→ **Soal Latihan**
- 1) Jawablah pertanyaan berikut berdasarkan kutipan tentang kunjungan ke Batu Tajam dan Jungkal.
(a) Di mana penulis berkenalan dengan laki-laki paruh baya yang bernama Romo?
(b) Apa yang terjadi pada motor penulis saat berkunjung ke Jungkal bersama Romo Ubin?
(c) Mengapa penulis tidak menghiraukan Romo Ubin ketika beliau memutar kembali?
- 2) Terjemahkan kalimat dari kutipan ini ke dalam bahasa Inggris: "Setelah sampai di Gereja Jungkal, barulah beliau bercerita dan saya meminta maaf sambil tertawa."
- 3) Lanjutkan tulisan tentang kunjungan ke Batu Tajam dan Jungkal setelah kalimat terakhirnya.

→ **Kutipan**
-----
Umat akhirnya menyuruh Bukong tersebut untuk tenang. Saya sempat tertawa di dalam hati, namun memaklumi. Sebab, mereka dalam keadaan mabuk.
Di Batu Tajam 1, saya berkenalan dengan seorang laki-laki paruh baya dengan kaki buntung sebelah, dia memperkenalkan diri, ”Frater, kenalkan nama saya Romo”, saya terheran-heran.
”Maksudnya, pak?”
Ia menjawab lagi,”Iya Ter, saya Romo.”
Lalu, orang-orang sekeliling menjelaskan kalau nama beliau memang bernama Romo. Setelah dijelaskan demikian, barulah saya mengerti.
Ketika saya berkunjung ke Jungkal bersama Romo Ubin, motor saya mengalami masalah dan saya berhenti untuk memperbaiki. Karena pikir saya, saya pasti tertinggal, akhirnya saya mengebut.
Dan ternyata Romo Ubin memutar kembali dan saya tidak menghiraukan beliau karena saat itu beliau mengenakan helm tidak seperti biasanya, karena saya mengira beliau orang lain.
Setelah sampai di Gereja Jungkal, barulah beliau bercerita dan saya meminta maaf sambil tertawa.
-----
→ **Data yang Ditampilkan**
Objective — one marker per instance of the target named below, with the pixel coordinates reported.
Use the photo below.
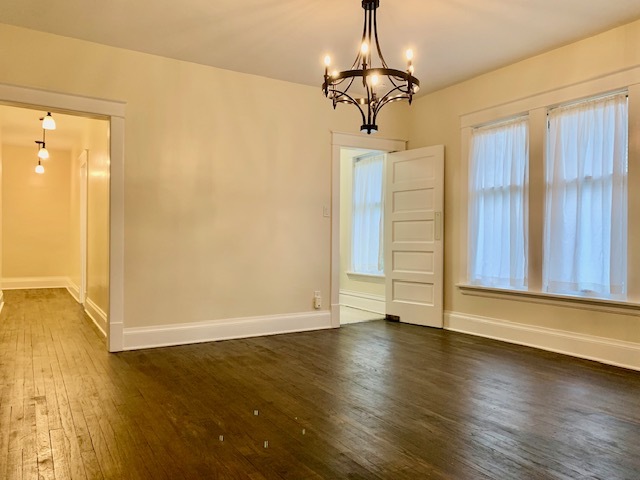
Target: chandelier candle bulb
(374, 83)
-----
→ **Pembahasan Soal**
- 1)
(a) Di Batu Tajam 1.
(b) Motornya mengalami masalah sehingga penulis berhenti untuk memperbaikinya.
(c) Romo Ubin mengenakan helm, tidak seperti biasanya, sehingga penulis mengira beliau orang lain.

- 2) Only after we arrived at the Jungkal Church did he tell me what had happened, and I apologized while laughing.

- 3)
Saya merefleksikan perjalanan selama saya melaksanakan orientasi pastoral ini persis seperti jalanan yang berada di Petebang, Pasir Mayang, Sepauhan ataupun Sungai Maram.
Jalanan yang terjal dan licin, kadang berliku-liku, berbatu, curam, bertepi jurang, meniti jalan yang kecil di antara parit-parit, ada rasa khawatir, bimbang, takut, ragu, tetapi pada akhirnya keyakinan pada Dia yang telah mengutus saya menghancurkan segala keraguan.
Meskipun terjatuh, saya terus bangkit, meskipun saya terluka, saya tetap maju, dan pada akhirnya sampai pada tujuan oleh karena jiwa Kristus yang menuntun saya memikul salib dan pantang menyerah sebelum sampai tujuan.
Orientasi pastoral ini semakin menguatkan saya di dalam panggilan. Saya tidak akan ragu untuk setia memilih jalan panggilan yang telah Tuhan tawarkan dalam hidup saya.
Sebab rancangan-Mu bukanlah rancanganku dan Dia sendirilah yang telah memanggil saya.
Saya merasa sangat bahagia menjalani proses orientasi pastoral ini dan semuanya berjalan dengan baik dan lancar.
Kebudayaan setempat
Corak budaya Tumbang Titi didominasi oleh kebudayaan Dayak, meskipun di antaranya terdapat orang-orang non-Dayak seperti orang Jawa, Tionghoa, Batak, Flores, dan lain sebagainya.
Dalam berbagai macam acara -entah itu pernikahan maupun kematian- orang-orang cenderung melaksanakan ritual adat dan dilanjutkan dengan misa atau sebaliknya. Biasanya tuan rumah mempersiapkan segala hal dengan mengundang orang-orang Dewat Adat Dayak untuk melaksanakan prosesi adat.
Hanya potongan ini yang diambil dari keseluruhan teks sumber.